* _Goal of the exercise_
Could you quote, word for word, the records below from the line containing "the white sock" up to and including the last line of the records?

* _Records for the exercise_
▼▼▼

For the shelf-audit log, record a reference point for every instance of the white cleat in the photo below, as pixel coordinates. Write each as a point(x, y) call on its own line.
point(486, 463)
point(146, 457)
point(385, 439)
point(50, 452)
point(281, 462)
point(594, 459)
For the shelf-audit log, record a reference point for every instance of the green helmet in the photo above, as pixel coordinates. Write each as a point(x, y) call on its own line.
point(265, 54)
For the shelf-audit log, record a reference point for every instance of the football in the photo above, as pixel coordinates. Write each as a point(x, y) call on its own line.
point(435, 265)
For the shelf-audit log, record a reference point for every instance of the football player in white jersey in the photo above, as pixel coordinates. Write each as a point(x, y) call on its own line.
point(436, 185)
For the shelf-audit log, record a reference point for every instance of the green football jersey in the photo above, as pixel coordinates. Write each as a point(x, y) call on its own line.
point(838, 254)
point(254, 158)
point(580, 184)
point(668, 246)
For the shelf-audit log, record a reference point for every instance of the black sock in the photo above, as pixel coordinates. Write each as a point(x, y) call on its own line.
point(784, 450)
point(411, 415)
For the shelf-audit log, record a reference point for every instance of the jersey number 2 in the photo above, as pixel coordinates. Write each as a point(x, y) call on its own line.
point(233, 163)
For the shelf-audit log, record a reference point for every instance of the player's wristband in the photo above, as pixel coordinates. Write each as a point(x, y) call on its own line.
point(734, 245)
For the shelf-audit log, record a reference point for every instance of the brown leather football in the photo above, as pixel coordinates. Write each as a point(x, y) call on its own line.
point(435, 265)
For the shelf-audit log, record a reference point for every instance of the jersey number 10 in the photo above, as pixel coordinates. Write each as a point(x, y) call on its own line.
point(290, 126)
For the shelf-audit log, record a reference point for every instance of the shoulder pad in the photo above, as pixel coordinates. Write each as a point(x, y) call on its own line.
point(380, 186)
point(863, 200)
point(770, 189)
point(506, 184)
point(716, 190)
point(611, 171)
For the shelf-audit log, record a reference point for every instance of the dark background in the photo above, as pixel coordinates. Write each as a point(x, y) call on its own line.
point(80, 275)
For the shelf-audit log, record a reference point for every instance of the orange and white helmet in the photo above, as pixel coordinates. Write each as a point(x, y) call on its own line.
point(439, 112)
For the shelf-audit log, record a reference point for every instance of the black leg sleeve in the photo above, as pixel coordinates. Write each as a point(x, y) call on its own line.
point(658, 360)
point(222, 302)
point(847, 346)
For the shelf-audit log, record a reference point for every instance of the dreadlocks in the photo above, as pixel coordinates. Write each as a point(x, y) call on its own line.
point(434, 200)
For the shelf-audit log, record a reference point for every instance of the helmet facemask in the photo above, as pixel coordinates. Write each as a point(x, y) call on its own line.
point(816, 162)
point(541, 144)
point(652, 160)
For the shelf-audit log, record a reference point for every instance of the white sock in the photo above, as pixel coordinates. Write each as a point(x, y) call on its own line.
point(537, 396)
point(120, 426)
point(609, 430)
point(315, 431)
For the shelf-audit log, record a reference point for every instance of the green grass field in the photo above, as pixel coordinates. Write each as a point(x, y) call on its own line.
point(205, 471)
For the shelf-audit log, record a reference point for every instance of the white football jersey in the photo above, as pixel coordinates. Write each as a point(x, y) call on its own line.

▲▲▲

* _Completed exercise_
For the shelf-audit log, record a reference point for every instance of the white sock in the photo above, as pixel coordinates. Write each as a point(x, y) call on its own line.
point(537, 396)
point(120, 426)
point(609, 430)
point(315, 431)
For the shelf-audit log, record a reference point for every instance of the green grass field in the photo above, as pixel coordinates. Write each as a point(x, y) call on its own line.
point(205, 471)
For the shelf-audit log, record a reference point for every instance of the white football jersey in the photo above, as pixel coordinates. Write each as a point(x, y) call on its own line.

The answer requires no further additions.